EXERCISE PROMPT:
Each line below must be written out exactly as shown.

RECORDS:

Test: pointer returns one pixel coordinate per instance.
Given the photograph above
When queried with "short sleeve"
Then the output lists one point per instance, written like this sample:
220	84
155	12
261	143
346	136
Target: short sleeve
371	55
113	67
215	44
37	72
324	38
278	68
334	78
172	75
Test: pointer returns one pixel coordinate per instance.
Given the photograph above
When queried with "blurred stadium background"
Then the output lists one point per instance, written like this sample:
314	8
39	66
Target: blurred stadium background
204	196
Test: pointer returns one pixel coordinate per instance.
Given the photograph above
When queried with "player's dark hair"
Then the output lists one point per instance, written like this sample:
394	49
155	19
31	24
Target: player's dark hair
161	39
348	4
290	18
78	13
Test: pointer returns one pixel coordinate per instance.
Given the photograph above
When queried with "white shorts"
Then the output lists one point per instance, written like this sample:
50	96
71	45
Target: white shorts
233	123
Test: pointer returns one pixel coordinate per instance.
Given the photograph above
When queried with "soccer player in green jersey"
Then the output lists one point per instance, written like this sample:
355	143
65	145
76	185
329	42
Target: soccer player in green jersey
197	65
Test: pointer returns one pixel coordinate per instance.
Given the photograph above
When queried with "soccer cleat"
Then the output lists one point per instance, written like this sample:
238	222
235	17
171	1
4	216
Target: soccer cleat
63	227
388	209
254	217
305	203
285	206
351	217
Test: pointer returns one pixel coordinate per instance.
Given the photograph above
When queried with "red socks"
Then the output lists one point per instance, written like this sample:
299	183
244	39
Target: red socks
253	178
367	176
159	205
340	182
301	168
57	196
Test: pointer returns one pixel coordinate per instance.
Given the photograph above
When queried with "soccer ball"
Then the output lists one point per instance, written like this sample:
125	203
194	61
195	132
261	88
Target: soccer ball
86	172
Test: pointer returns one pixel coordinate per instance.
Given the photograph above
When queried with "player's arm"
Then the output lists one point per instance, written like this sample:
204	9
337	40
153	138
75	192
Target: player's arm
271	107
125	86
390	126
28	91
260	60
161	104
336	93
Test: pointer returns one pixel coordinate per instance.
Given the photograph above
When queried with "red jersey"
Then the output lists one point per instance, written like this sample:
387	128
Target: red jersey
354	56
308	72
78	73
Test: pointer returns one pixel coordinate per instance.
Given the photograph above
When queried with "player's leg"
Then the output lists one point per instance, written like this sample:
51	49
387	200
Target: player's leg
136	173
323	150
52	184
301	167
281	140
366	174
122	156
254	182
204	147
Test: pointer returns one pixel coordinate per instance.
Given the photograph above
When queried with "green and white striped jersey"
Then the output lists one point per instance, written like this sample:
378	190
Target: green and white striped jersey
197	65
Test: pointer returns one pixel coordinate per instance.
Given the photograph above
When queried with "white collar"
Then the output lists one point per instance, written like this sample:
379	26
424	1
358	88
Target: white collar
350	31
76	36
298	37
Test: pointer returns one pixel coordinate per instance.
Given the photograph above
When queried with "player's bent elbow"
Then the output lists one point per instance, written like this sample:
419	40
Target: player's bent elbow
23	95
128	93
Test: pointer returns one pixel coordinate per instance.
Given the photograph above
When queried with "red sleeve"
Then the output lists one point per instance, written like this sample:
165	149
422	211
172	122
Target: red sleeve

OUTPUT BELOW:
Test: pointer returns one pixel coordinate per instance.
Given the photograph above
When queried with "short sleeve"
Then the output lists one point per instance, written like this sample:
220	84
155	12
261	143
346	136
Target: short sleeve
371	55
113	67
215	44
37	72
324	38
278	68
334	78
172	75
Test: pointer returns one pixel coordinate per instance.
Given the photograph above
When queried with "blurred stadium background"
Then the output lists one point per instance, written like this sample:
314	8
39	66
Target: blurred stadium background
204	196
Test: pointer returns one pixel coordinate per instance.
Given the photograph above
When queried with "player's dark hair"
Then the output lists one point per instance, written like this sample:
394	49
155	19
31	24
Target: player's dark hair
161	39
348	4
290	18
78	13
Test: pointer returns one pixel coordinate per instance.
Given the photograph above
When queried with "white shorts"
Then the output lists one point per instance, written like this sample:
50	96
71	45
Target: white shorts
233	123
Test: pointer returns one pixel coordinate per instance.
Given the photograph above
When queried with "soccer player in green jersey"
Then the output lists one point per instance, written like this sample:
355	143
65	145
76	185
329	42
Target: soccer player in green jersey
197	65
Test: pointer returns one pixel coordinate per instance.
Given the photograph above
When queried with "soccer cleat"
Then the output lists one point per instance, written like this sample:
238	222
235	17
171	1
4	216
Target: soccer cleat
63	227
388	209
254	217
305	203
285	206
351	217
Test: pointer returns one pixel coordinate per instance.
Given the photograph above
When queried with "red socks"
Then the output lists one point per instance, written like this sample:
299	183
244	39
Target: red socks
253	178
367	176
159	205
340	182
301	168
57	196
Test: pointer returns one pixel coordinate per instance.
Given the photograph above
When queried with "soccer ball"
Then the output lists one point per instance, written like this sample:
125	203
194	61
195	132
261	88
Target: soccer ball
86	172
Test: pointer returns one pixel coordinate per instance.
Given the photograph above
When queried with "player's arm"
Then the output lists one point per instance, written like this sample:
204	9
337	40
153	138
75	192
Target: player's arm
271	107
125	86
390	126
28	91
260	60
161	104
336	93
Test: pointer returns one pixel coordinate per instance.
Given the photograph above
When queried with "red jersey"
Then the output lists one point per instance, written like this sample:
387	128
Target: red jersey
354	56
308	72
78	73
Test: pointer returns one pixel coordinate per instance.
Given the photograph above
When queried with "player's leg"
Then the output lists one point per instance, written like this sample:
51	49
387	200
Target: player's leg
136	173
323	150
52	184
301	167
281	140
366	174
122	156
254	182
204	147
Test: pointer returns one pixel coordinate per instance.
Given the photograph above
When queried with "green and white striped jersey"
Then the output lists one point per instance, written like this sample:
378	190
Target: green and white striped jersey
197	65
Test: pointer returns one pixel coordinate per instance.
Given the photograph above
When queried with "white collar"
Then the output lists one point per instance, written like this sample:
379	26
424	1
358	88
Target: white collar
350	31
76	36
298	37
Test: pointer returns one pixel coordinate per instance.
Given the photograph above
When queried with "player's bent elbow"
Then the output lists one point per instance, written like this sample:
419	40
Target: player's bent elbow
23	95
128	93
Test: pointer returns one pixel coordinate per instance.
Given the photograph above
When queried with "red sleeve"
Then the output lists one point per instance, written like this sample:
165	149
422	211
172	122
Target: red sleeve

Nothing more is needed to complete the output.